*PROBLEM REQUIREMENTS:* Retype the opening lines of the data exactly, stopping after the line that contains "909L920 912L921 963L942". Skip every picture.

+++++

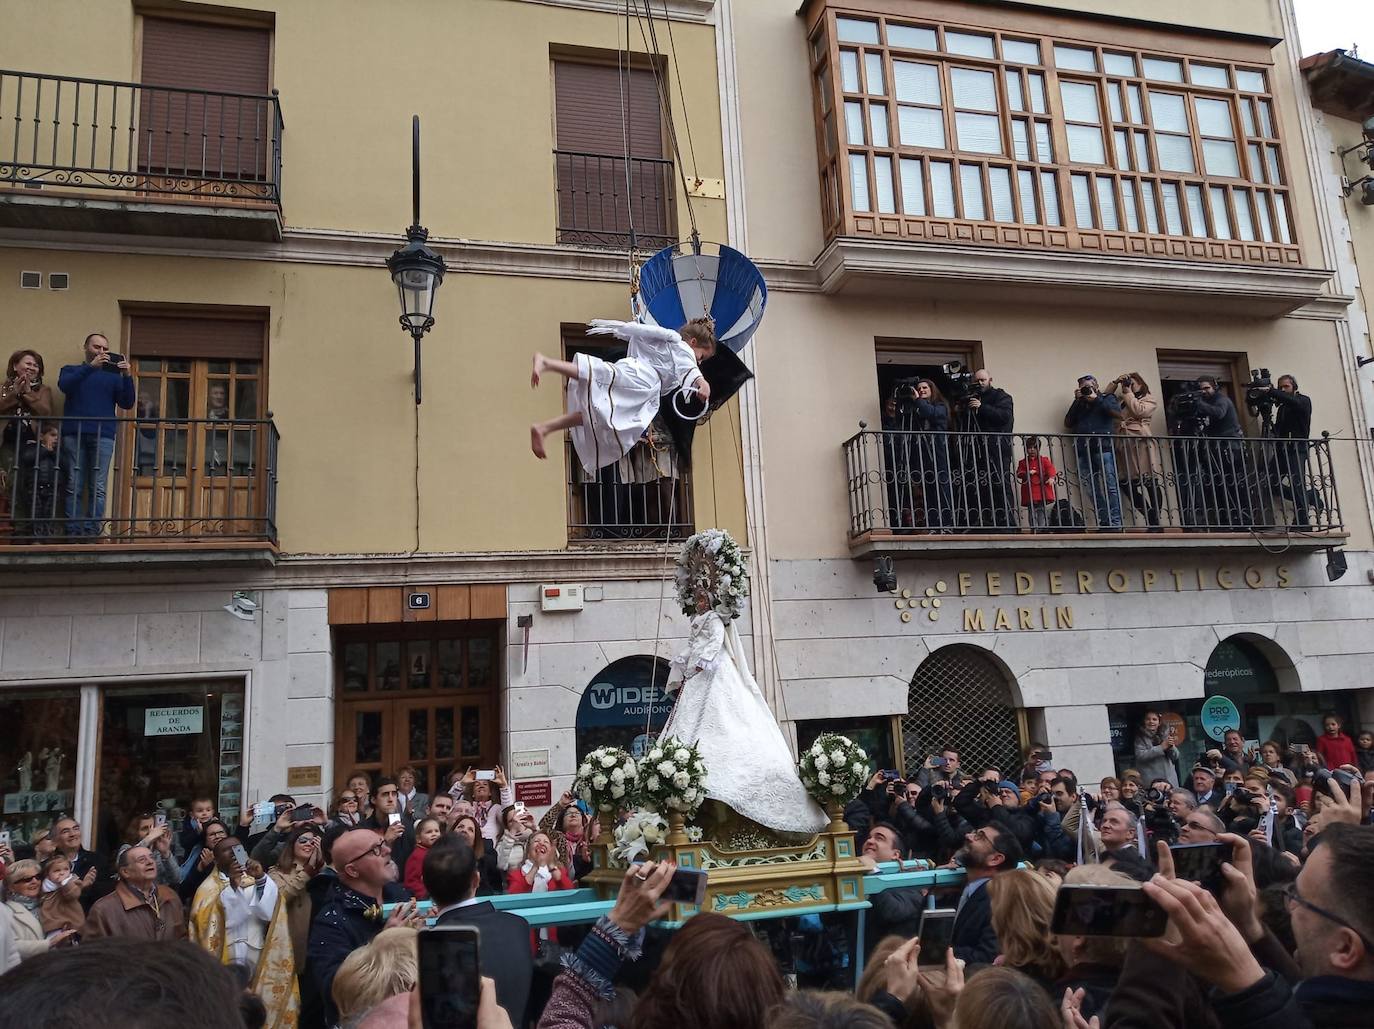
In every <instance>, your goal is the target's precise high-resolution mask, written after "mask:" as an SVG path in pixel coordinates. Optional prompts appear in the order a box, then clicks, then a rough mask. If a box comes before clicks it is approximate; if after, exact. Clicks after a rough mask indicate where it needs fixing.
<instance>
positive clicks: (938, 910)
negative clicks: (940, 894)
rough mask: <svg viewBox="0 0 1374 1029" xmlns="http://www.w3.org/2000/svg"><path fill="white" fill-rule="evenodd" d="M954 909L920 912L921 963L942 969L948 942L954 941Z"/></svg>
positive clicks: (954, 913)
mask: <svg viewBox="0 0 1374 1029" xmlns="http://www.w3.org/2000/svg"><path fill="white" fill-rule="evenodd" d="M954 916H955V909H954V908H933V909H930V911H922V912H921V963H922V964H926V966H933V967H937V969H938V967H944V962H945V955H947V953H948V952H949V941H951V940H954Z"/></svg>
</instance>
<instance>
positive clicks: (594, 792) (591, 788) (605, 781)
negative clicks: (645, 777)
mask: <svg viewBox="0 0 1374 1029" xmlns="http://www.w3.org/2000/svg"><path fill="white" fill-rule="evenodd" d="M638 783H639V765H636V764H635V758H632V757H631V756H629V754H628V753H625V751H624V750H621V749H620V747H596V749H595V750H594V751H591V753H589V754H587V757H584V758H583V762H581V764H580V765H578V767H577V779H574V780H573V793H576V794H577V795H578V797H580V798H581V800H583V801H585V802H587V805H588V806H589V808H591V809H592V811H596V812H600V813H603V815H605V813H610V815H614V813H616V812H618V811H621V809H622V808H628V806H629V805H632V804H633V802H635V794H636V790H638Z"/></svg>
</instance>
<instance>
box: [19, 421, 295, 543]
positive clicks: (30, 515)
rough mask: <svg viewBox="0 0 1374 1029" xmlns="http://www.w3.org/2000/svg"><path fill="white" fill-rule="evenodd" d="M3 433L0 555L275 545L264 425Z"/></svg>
mask: <svg viewBox="0 0 1374 1029" xmlns="http://www.w3.org/2000/svg"><path fill="white" fill-rule="evenodd" d="M0 425H3V440H4V444H3V449H0V545H5V544H71V543H92V541H100V543H104V541H118V543H168V544H180V543H214V541H227V540H242V541H253V540H258V541H264V543H273V544H275V543H276V456H278V442H279V438H280V437H279V436H278V431H276V426H275V425H273V423H272V422H271V415H268V419H262V420H254V419H234V420H218V419H173V418H110V419H99V418H52V419H45V420H38V419H21V418H14V416H11V418H4V419H0Z"/></svg>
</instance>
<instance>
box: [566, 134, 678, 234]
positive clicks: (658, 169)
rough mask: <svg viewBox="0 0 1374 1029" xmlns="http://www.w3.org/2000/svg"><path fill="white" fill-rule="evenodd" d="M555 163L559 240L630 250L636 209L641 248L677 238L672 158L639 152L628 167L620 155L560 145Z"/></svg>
mask: <svg viewBox="0 0 1374 1029" xmlns="http://www.w3.org/2000/svg"><path fill="white" fill-rule="evenodd" d="M554 168H555V187H554V188H555V190H556V192H558V242H559V243H578V245H581V246H595V247H611V249H617V250H628V249H629V229H631V214H633V228H635V245H636V246H638V247H639V249H640V250H661V249H662V247H665V246H669V245H672V243H676V242H677V229H676V227H675V223H673V216H672V207H673V162H672V161H669V159H666V158H646V157H635V158H631V159H629V165H628V168H627V163H625V158H624V157H617V155H616V154H589V152H584V151H580V150H555V151H554ZM627 198H628V199H627Z"/></svg>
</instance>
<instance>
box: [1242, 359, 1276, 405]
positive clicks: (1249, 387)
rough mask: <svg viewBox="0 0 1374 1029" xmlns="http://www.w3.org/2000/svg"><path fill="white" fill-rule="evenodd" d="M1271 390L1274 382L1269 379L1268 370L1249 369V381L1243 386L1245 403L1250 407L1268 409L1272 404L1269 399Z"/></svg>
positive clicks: (1267, 369)
mask: <svg viewBox="0 0 1374 1029" xmlns="http://www.w3.org/2000/svg"><path fill="white" fill-rule="evenodd" d="M1272 389H1274V382H1272V379H1270V370H1268V368H1250V381H1249V382H1248V383H1246V386H1245V403H1246V404H1249V405H1250V407H1268V405H1270V404H1272V403H1274V401H1272V400H1271V398H1270V390H1272Z"/></svg>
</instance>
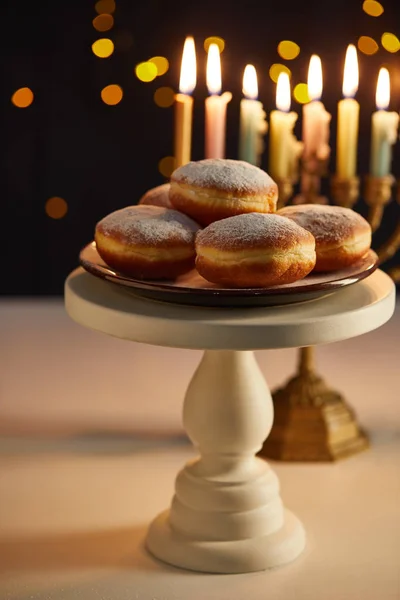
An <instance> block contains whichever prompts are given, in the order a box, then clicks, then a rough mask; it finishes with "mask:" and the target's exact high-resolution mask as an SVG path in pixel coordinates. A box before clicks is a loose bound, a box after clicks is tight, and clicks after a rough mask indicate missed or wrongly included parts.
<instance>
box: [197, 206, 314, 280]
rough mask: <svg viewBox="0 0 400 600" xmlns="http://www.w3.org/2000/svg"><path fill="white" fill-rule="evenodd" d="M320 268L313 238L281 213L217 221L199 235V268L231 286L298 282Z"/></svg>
mask: <svg viewBox="0 0 400 600" xmlns="http://www.w3.org/2000/svg"><path fill="white" fill-rule="evenodd" d="M314 265H315V240H314V237H313V236H312V234H310V233H309V232H308V231H306V230H305V229H303V228H301V227H300V226H298V225H296V223H294V222H293V221H291V220H290V219H286V218H284V217H280V216H278V215H276V214H262V213H250V214H242V215H237V216H235V217H229V218H227V219H223V220H220V221H216V222H214V223H212V224H211V225H209V226H208V227H206V228H205V229H203V230H202V231H200V232H199V233H198V234H197V236H196V268H197V270H198V272H199V273H200V275H202V276H203V277H204V279H206V280H207V281H210V282H212V283H216V284H219V285H222V286H225V287H234V288H259V287H271V286H275V285H282V284H286V283H293V282H294V281H297V280H299V279H302V278H303V277H305V276H306V275H308V274H309V273H310V272H311V271H312V269H313V268H314Z"/></svg>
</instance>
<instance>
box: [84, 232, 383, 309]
mask: <svg viewBox="0 0 400 600" xmlns="http://www.w3.org/2000/svg"><path fill="white" fill-rule="evenodd" d="M79 261H80V264H81V265H82V267H83V268H84V269H85V270H86V271H88V273H91V274H92V275H95V276H96V277H100V278H101V279H105V280H107V281H110V282H111V283H115V284H117V285H120V286H122V287H123V288H125V289H127V290H129V291H131V292H132V293H134V294H136V295H137V296H142V297H144V298H150V299H152V300H160V301H162V302H173V303H174V304H192V305H195V306H215V307H221V306H226V307H245V306H278V305H281V304H295V303H296V302H305V301H307V300H314V299H315V298H320V297H322V296H327V295H329V294H332V293H333V292H335V291H337V290H339V289H341V288H342V287H344V286H347V285H351V284H353V283H356V282H357V281H360V280H361V279H364V278H365V277H368V275H371V273H373V272H374V271H375V269H376V268H377V266H378V257H377V255H376V254H375V252H374V251H373V250H370V251H369V252H368V253H367V254H366V255H365V256H364V257H363V258H362V259H361V260H360V261H358V262H357V263H356V264H354V265H352V266H351V267H348V268H347V269H343V270H341V271H334V272H331V273H316V274H312V275H308V277H306V278H305V279H301V280H299V281H295V282H294V283H288V284H285V285H276V286H274V287H269V288H242V289H240V288H221V287H218V286H217V285H215V284H213V283H209V282H208V281H206V280H205V279H203V277H201V275H199V274H198V273H197V271H195V270H193V271H190V272H189V273H185V275H182V276H181V277H178V278H177V279H176V280H175V281H141V280H140V279H132V278H131V277H128V276H127V275H122V274H121V273H117V272H116V271H113V270H112V269H111V268H110V267H108V266H107V265H106V263H105V262H104V261H103V259H102V258H101V257H100V256H99V254H98V252H97V249H96V242H91V243H90V244H88V245H87V246H85V248H84V249H83V250H82V251H81V253H80V255H79Z"/></svg>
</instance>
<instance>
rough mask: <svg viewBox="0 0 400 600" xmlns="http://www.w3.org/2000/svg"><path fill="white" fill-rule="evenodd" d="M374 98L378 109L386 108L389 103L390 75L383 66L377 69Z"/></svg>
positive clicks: (376, 105) (376, 106) (385, 108)
mask: <svg viewBox="0 0 400 600" xmlns="http://www.w3.org/2000/svg"><path fill="white" fill-rule="evenodd" d="M375 99H376V108H377V109H378V110H386V109H387V108H388V106H389V103H390V76H389V71H388V70H387V69H385V68H384V67H382V68H381V69H380V71H379V75H378V84H377V86H376V96H375Z"/></svg>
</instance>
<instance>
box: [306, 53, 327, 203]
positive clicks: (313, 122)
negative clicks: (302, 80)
mask: <svg viewBox="0 0 400 600" xmlns="http://www.w3.org/2000/svg"><path fill="white" fill-rule="evenodd" d="M308 95H309V97H310V102H309V103H308V104H305V105H304V106H303V143H304V150H303V161H304V164H305V165H306V166H307V167H308V168H309V170H310V171H312V172H314V173H315V172H316V171H317V170H318V162H319V161H323V160H326V159H328V157H329V154H330V148H329V123H330V120H331V115H330V114H329V113H328V112H327V111H326V110H325V107H324V105H323V104H322V102H321V101H320V98H321V96H322V65H321V59H320V58H319V56H316V55H315V54H314V55H313V56H312V57H311V60H310V66H309V69H308ZM308 184H309V176H308V174H307V173H306V174H304V175H303V176H302V185H301V187H302V191H303V192H304V191H308V187H309V185H308Z"/></svg>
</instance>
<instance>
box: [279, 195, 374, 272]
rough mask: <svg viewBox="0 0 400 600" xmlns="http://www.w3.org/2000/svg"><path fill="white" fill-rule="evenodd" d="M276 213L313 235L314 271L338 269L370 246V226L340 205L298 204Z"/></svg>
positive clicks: (355, 212) (355, 213) (349, 263)
mask: <svg viewBox="0 0 400 600" xmlns="http://www.w3.org/2000/svg"><path fill="white" fill-rule="evenodd" d="M278 214H279V215H281V216H283V217H286V218H288V219H291V220H292V221H293V222H294V223H297V225H300V227H303V228H304V229H307V231H309V232H310V233H312V235H313V236H314V238H315V245H316V255H317V260H316V265H315V267H314V271H338V270H339V269H343V268H345V267H348V266H350V265H352V264H354V263H355V262H357V261H358V260H359V259H360V258H362V257H363V256H364V255H365V254H366V252H368V250H369V249H370V247H371V227H370V225H369V223H368V222H367V221H366V220H365V219H364V218H363V217H362V216H361V215H359V214H358V213H356V212H355V211H354V210H351V209H350V208H342V207H341V206H326V205H322V204H300V205H297V206H286V207H285V208H281V209H280V210H279V211H278Z"/></svg>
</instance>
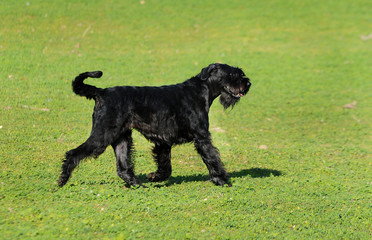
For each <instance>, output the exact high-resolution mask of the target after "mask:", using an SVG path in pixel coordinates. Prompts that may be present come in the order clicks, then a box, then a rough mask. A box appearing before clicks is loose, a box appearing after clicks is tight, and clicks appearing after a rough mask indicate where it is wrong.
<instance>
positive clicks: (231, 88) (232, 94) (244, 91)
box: [224, 84, 250, 99]
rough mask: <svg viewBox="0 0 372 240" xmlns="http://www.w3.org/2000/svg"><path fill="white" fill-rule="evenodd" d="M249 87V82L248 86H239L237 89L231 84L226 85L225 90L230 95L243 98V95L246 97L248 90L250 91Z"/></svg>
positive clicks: (247, 85) (238, 98) (238, 97)
mask: <svg viewBox="0 0 372 240" xmlns="http://www.w3.org/2000/svg"><path fill="white" fill-rule="evenodd" d="M249 87H250V84H247V86H246V87H242V86H241V87H239V88H237V89H234V88H232V87H230V86H225V87H224V89H225V91H226V92H227V93H228V94H229V95H230V96H232V97H234V98H238V99H239V98H241V97H244V96H245V95H246V94H247V92H248V90H249Z"/></svg>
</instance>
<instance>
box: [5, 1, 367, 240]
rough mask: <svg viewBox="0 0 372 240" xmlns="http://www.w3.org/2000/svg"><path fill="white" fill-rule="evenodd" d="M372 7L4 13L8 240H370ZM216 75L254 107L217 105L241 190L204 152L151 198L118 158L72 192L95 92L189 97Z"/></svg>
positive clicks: (330, 4) (141, 177)
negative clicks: (86, 85) (81, 81)
mask: <svg viewBox="0 0 372 240" xmlns="http://www.w3.org/2000/svg"><path fill="white" fill-rule="evenodd" d="M371 9H372V2H371V1H369V0H355V1H348V0H339V1H332V0H322V1H320V0H319V1H318V0H315V1H310V0H303V1H285V0H277V1H274V0H264V1H238V0H232V1H223V0H213V1H201V0H191V1H171V0H162V1H155V0H142V1H140V0H136V1H114V0H108V1H104V0H93V1H91V0H79V1H42V0H30V1H14V0H2V1H1V2H0V16H1V18H0V23H1V24H0V26H1V27H0V83H1V84H0V239H141V238H143V239H250V238H252V239H272V238H275V239H369V238H371V234H372V209H371V200H372V194H371V187H372V186H371V185H372V177H371V176H372V167H371V163H372V158H371V149H372V138H371V130H372V94H371V93H372V77H371V76H372V68H371V66H372V60H371V56H372V36H371V33H372V24H371V19H372V18H371ZM213 62H223V63H227V64H230V65H234V66H239V67H241V68H242V69H243V70H244V72H245V73H246V74H247V75H248V76H249V77H250V78H251V80H252V84H253V86H252V88H251V91H250V93H249V94H248V95H247V96H246V97H244V98H243V99H242V100H241V101H240V103H239V104H238V105H237V106H236V107H235V108H234V109H233V110H227V111H224V110H223V107H222V106H221V105H220V104H219V103H218V101H215V103H214V105H213V106H212V108H211V111H210V125H211V126H210V128H211V129H210V130H211V132H212V137H213V140H214V144H215V145H216V146H217V147H218V148H219V150H220V154H221V157H222V160H223V162H224V163H225V166H226V169H227V171H228V172H229V173H230V175H231V177H232V180H231V181H232V184H233V187H231V188H227V187H217V186H214V185H213V184H212V183H211V182H208V174H207V173H208V171H207V168H206V167H205V165H204V164H203V163H202V160H201V159H200V157H199V156H198V154H197V153H196V152H195V150H194V148H193V146H192V144H186V145H182V146H176V147H174V149H173V151H172V163H173V174H172V177H171V178H170V179H169V180H167V181H166V182H164V183H157V184H155V183H149V182H147V181H146V180H145V175H146V174H147V173H149V172H150V171H153V170H155V164H154V163H153V160H152V159H151V147H152V145H151V143H149V142H147V141H146V140H145V139H144V138H143V137H142V136H140V134H138V133H137V132H136V133H135V135H134V141H135V149H136V152H137V153H136V157H135V159H136V172H137V174H138V175H139V176H140V178H141V179H142V180H143V181H144V182H145V185H146V186H148V188H146V189H128V188H124V187H123V186H124V182H123V181H122V180H121V179H120V178H119V177H118V176H117V175H116V163H115V158H114V153H113V151H112V149H111V148H109V149H107V151H106V152H105V153H104V154H103V155H101V156H100V157H99V158H98V159H88V160H86V161H84V162H83V163H82V164H81V165H80V166H79V167H78V168H77V169H76V170H75V172H74V173H73V176H72V178H71V179H70V181H69V182H68V183H67V185H66V186H65V187H63V188H59V187H58V186H57V180H58V176H59V173H60V167H61V160H62V158H63V156H64V153H65V152H66V151H68V150H70V149H72V148H75V147H77V146H78V145H79V144H81V143H82V142H84V141H85V140H86V138H87V137H88V136H89V133H90V129H91V113H92V108H93V106H94V102H93V101H88V100H86V99H85V98H81V97H78V96H76V95H75V94H74V93H73V92H72V90H71V81H72V79H73V78H74V77H75V76H76V75H77V74H79V73H81V72H85V71H93V70H102V71H103V72H104V76H103V77H102V78H101V79H90V80H87V82H88V83H91V84H94V85H96V86H99V87H110V86H116V85H140V86H142V85H164V84H173V83H178V82H182V81H184V80H186V79H188V78H189V77H191V76H194V75H196V74H198V73H199V72H200V70H201V69H202V68H203V67H205V66H207V65H208V64H210V63H213Z"/></svg>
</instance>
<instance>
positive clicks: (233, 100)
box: [58, 64, 251, 187]
mask: <svg viewBox="0 0 372 240" xmlns="http://www.w3.org/2000/svg"><path fill="white" fill-rule="evenodd" d="M101 76H102V72H100V71H96V72H86V73H82V74H80V75H79V76H77V77H76V79H75V80H74V81H73V83H72V86H73V91H74V92H75V93H76V94H77V95H80V96H85V97H86V98H88V99H94V101H95V106H94V112H93V126H92V131H91V134H90V136H89V138H88V139H87V140H86V142H84V143H83V144H82V145H80V146H79V147H77V148H75V149H72V150H70V151H68V152H67V153H66V157H65V160H64V162H63V165H62V173H61V175H60V178H59V181H58V184H59V186H61V187H62V186H63V185H65V184H66V182H67V181H68V179H69V177H70V176H71V173H72V171H73V170H74V168H75V167H76V166H77V165H78V164H79V162H80V161H81V160H83V159H84V158H87V157H90V156H93V157H98V156H99V155H100V154H102V153H103V152H104V151H105V149H106V148H107V146H109V145H111V146H112V147H113V149H114V151H115V155H116V158H117V173H118V175H119V177H120V178H122V179H123V180H124V181H125V182H126V183H127V184H128V185H130V186H142V183H141V182H140V180H139V179H138V178H137V177H136V176H135V174H134V166H133V162H132V152H133V141H132V129H136V130H137V131H139V132H140V133H141V134H142V135H143V136H144V137H145V138H147V139H148V140H149V141H151V142H152V143H154V145H155V146H154V148H153V156H154V159H155V162H156V163H157V167H158V169H157V171H156V172H153V173H150V174H148V175H147V179H148V180H149V181H163V180H166V179H167V178H169V177H170V175H171V172H172V167H171V148H172V146H173V145H176V144H182V143H187V142H193V143H194V145H195V148H196V150H197V152H198V153H199V154H200V155H201V157H202V159H203V161H204V163H205V164H206V166H207V168H208V170H209V175H210V180H211V181H212V182H213V183H215V184H216V185H225V184H228V185H230V184H229V176H228V174H227V173H226V171H225V169H224V167H223V164H222V162H221V160H220V157H219V153H218V150H217V149H216V148H215V147H214V146H213V145H212V141H211V134H210V132H209V119H208V113H209V109H210V106H211V104H212V103H213V100H215V99H216V98H217V97H218V96H220V103H221V104H222V105H223V107H224V108H228V107H233V106H234V105H235V104H236V103H237V102H238V101H239V100H240V98H241V97H242V96H244V95H246V94H247V92H248V90H249V88H250V85H251V83H250V81H249V79H248V78H247V77H246V76H245V74H244V72H243V71H242V70H241V69H240V68H236V67H231V66H229V65H226V64H211V65H209V66H208V67H206V68H203V69H202V71H201V72H200V73H199V74H198V75H196V76H195V77H192V78H191V79H189V80H187V81H185V82H183V83H179V84H176V85H169V86H161V87H133V86H117V87H113V88H105V89H101V88H97V87H95V86H91V85H88V84H85V83H84V80H85V79H86V78H88V77H91V78H100V77H101Z"/></svg>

+++++

*SOLUTION TO THE EXERCISE:*
In every <instance>, your goal is the target's precise high-resolution mask, written after "mask:" as an SVG path in pixel coordinates. Optional prompts appear in the order a box, then clicks, then a rough mask. If a box comes before clicks it is approximate; if after, exact. Clicks after a rough mask indicate where it needs fixing.
<instance>
positive clicks: (938, 910)
negative clicks: (940, 894)
rough mask: <svg viewBox="0 0 1374 1029" xmlns="http://www.w3.org/2000/svg"><path fill="white" fill-rule="evenodd" d="M954 909L920 912L921 963L942 969L948 942L954 941Z"/></svg>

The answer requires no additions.